● **WORK REQUIRED**: Nothing but an exact copy is wanted here: the line with "MULTIPOLYGON (((1037 767, 1394" and all the lines that follow it in the entries below.

[Stored items]
• • • •

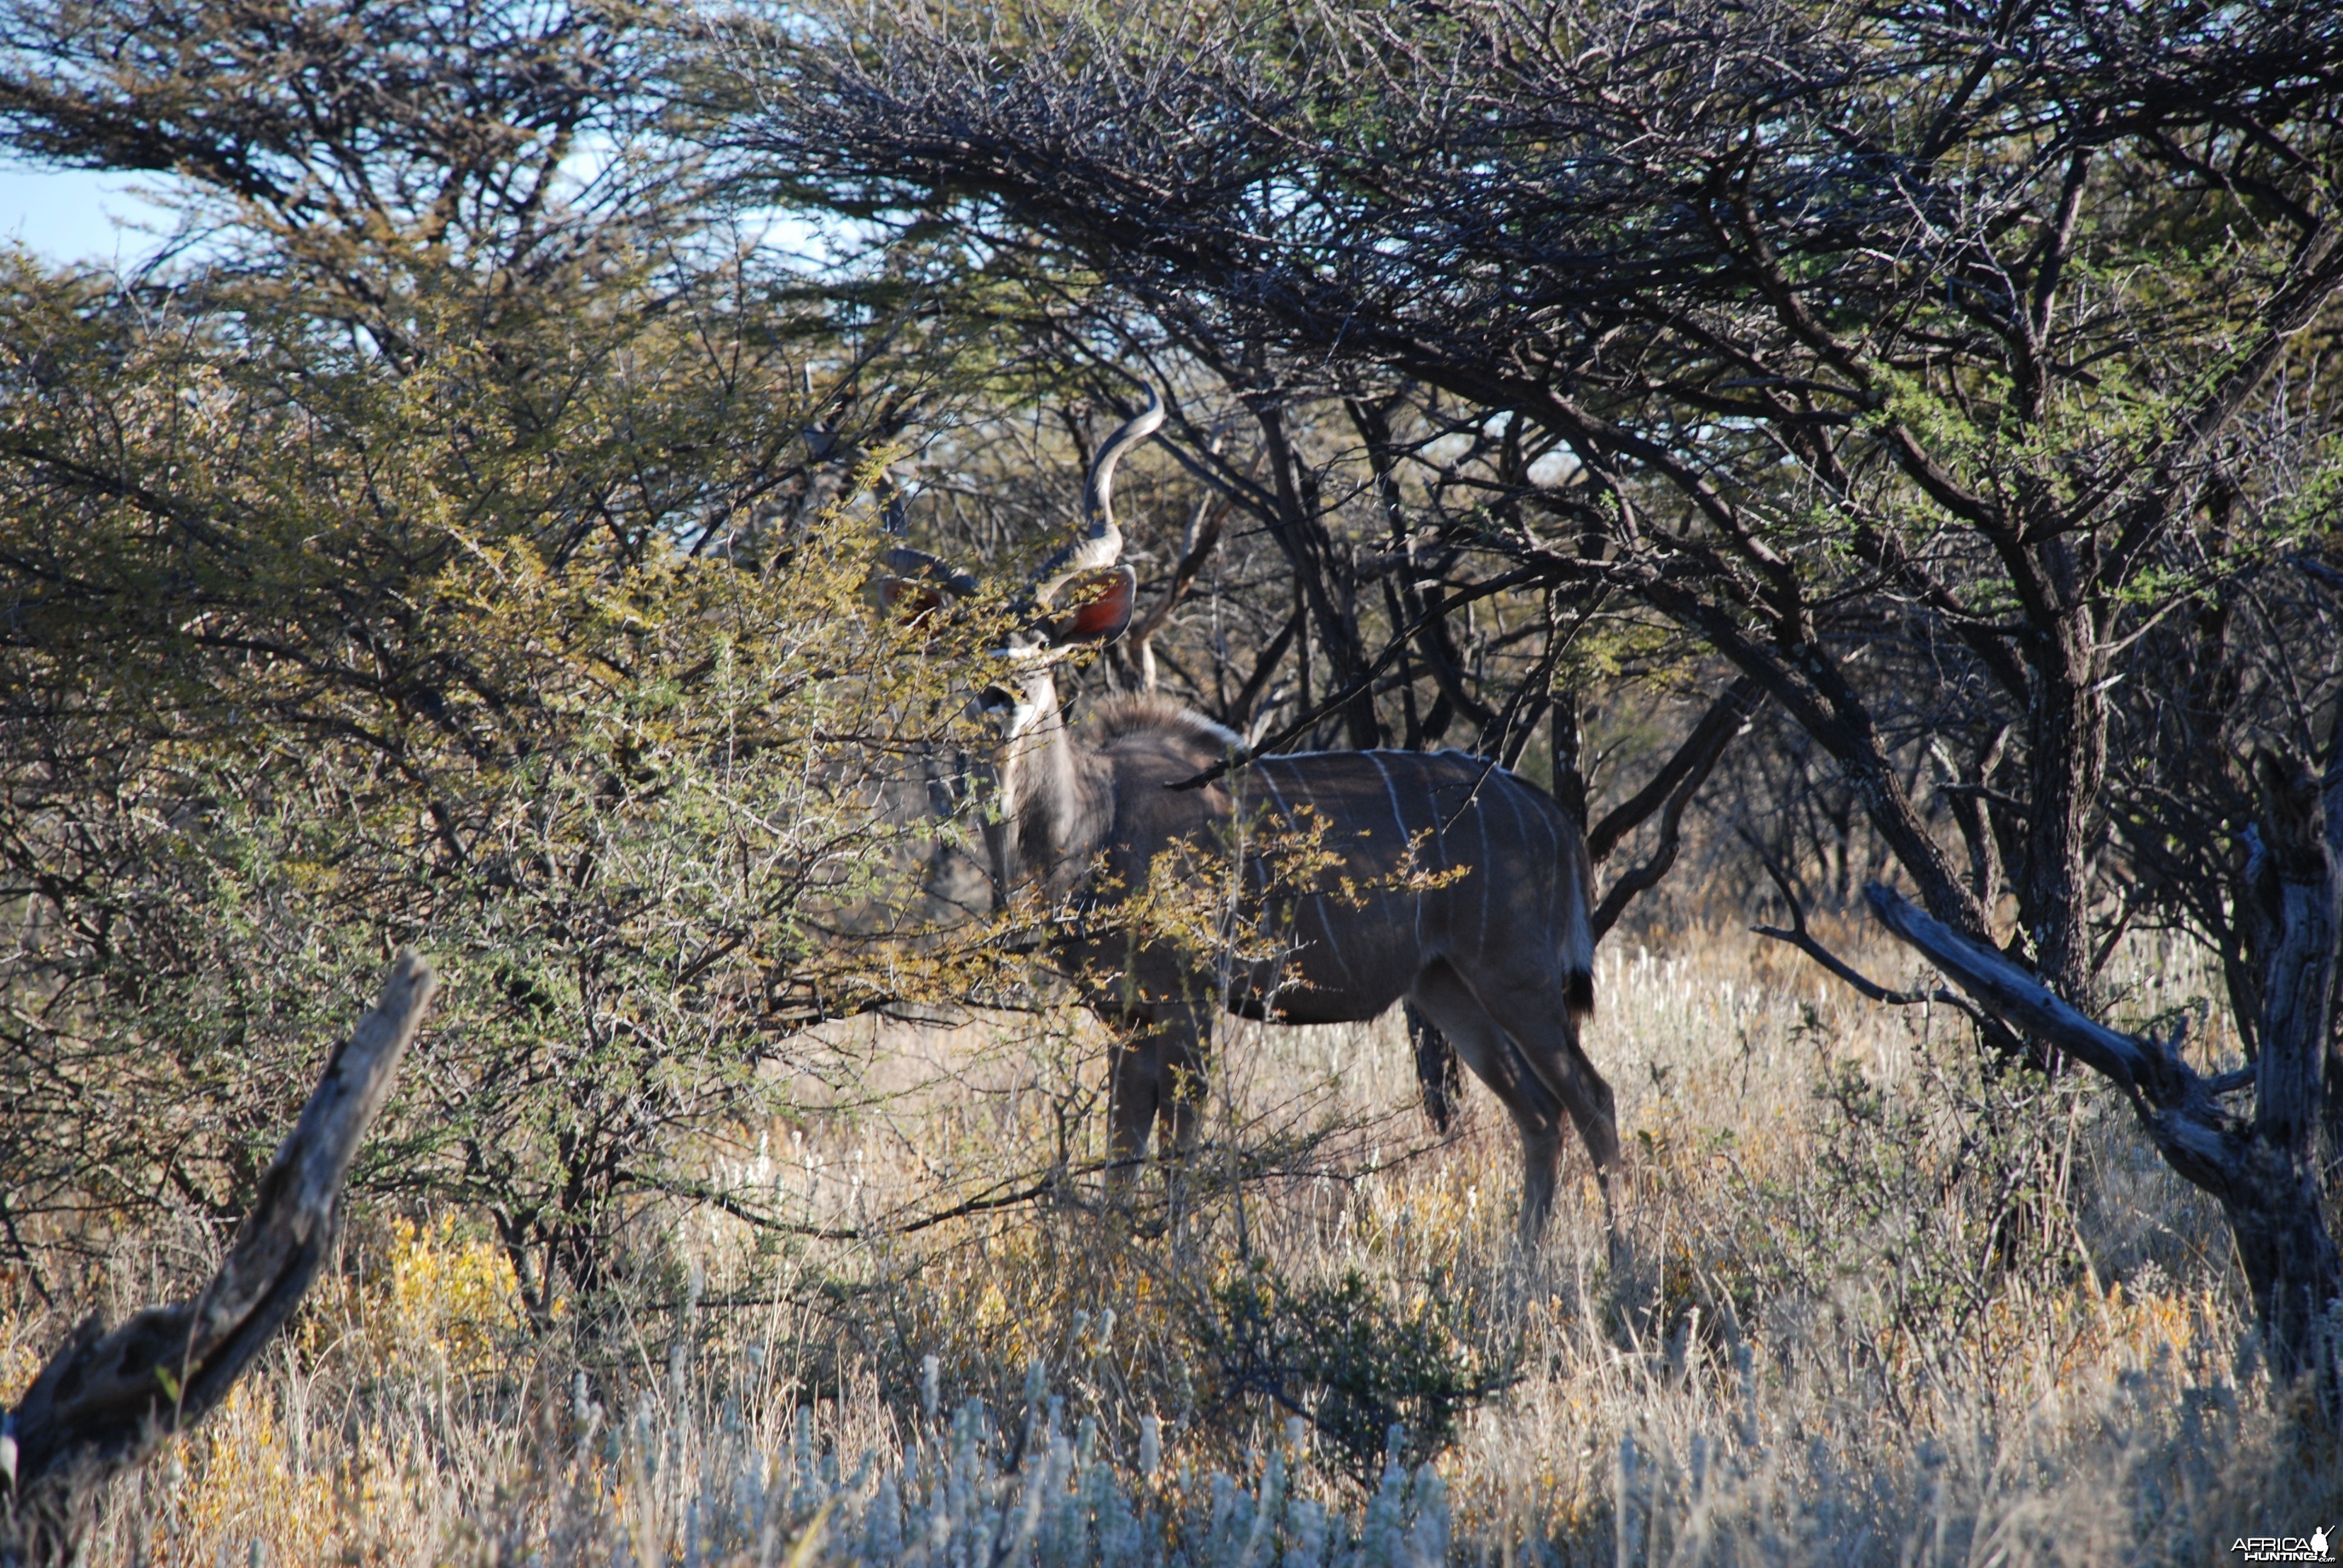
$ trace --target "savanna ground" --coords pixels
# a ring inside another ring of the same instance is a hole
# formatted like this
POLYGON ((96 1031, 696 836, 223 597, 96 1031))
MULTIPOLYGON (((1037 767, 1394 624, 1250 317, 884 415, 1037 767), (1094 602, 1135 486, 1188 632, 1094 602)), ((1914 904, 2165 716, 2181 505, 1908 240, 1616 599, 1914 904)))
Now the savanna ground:
MULTIPOLYGON (((1981 1075, 1956 1016, 1730 928, 1644 935, 1592 1033, 1617 1271, 1575 1146, 1518 1259, 1510 1129, 1475 1087, 1430 1134, 1395 1018, 1232 1024, 1176 1213, 1154 1177, 1127 1213, 1050 1181, 1101 1141, 1087 1021, 830 1026, 864 1068, 834 1109, 706 1161, 802 1233, 646 1211, 591 1331, 532 1329, 477 1217, 361 1205, 90 1560, 2217 1563, 2343 1514, 2217 1214, 2112 1094, 1981 1075)), ((2185 947, 2110 972, 2112 1018, 2206 1011, 2185 947)), ((2195 1049, 2227 1065, 2218 1017, 2195 1049)), ((0 1401, 225 1240, 123 1237, 45 1304, 12 1276, 0 1401)))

• • • •

● **FINISHED EXERCISE**:
MULTIPOLYGON (((1037 767, 1394 624, 1250 317, 884 415, 1037 767), (1094 602, 1135 486, 1188 632, 1094 602)), ((1914 904, 2165 716, 2181 505, 1908 240, 1616 599, 1914 904)))
Now the savanna ground:
MULTIPOLYGON (((1981 1075, 1956 1016, 1730 928, 1644 935, 1592 1033, 1617 1271, 1575 1146, 1518 1259, 1510 1129, 1475 1087, 1430 1134, 1395 1018, 1232 1024, 1176 1213, 1154 1177, 1127 1213, 1050 1181, 1101 1141, 1087 1021, 830 1026, 864 1068, 834 1109, 706 1161, 802 1233, 646 1211, 591 1331, 532 1329, 477 1217, 361 1205, 90 1560, 2217 1563, 2343 1514, 2217 1214, 2112 1094, 1981 1075)), ((2185 947, 2110 972, 2112 1018, 2206 1011, 2185 947)), ((2195 1049, 2227 1065, 2218 1017, 2195 1049)), ((0 1401, 225 1240, 123 1237, 45 1304, 12 1276, 0 1401)))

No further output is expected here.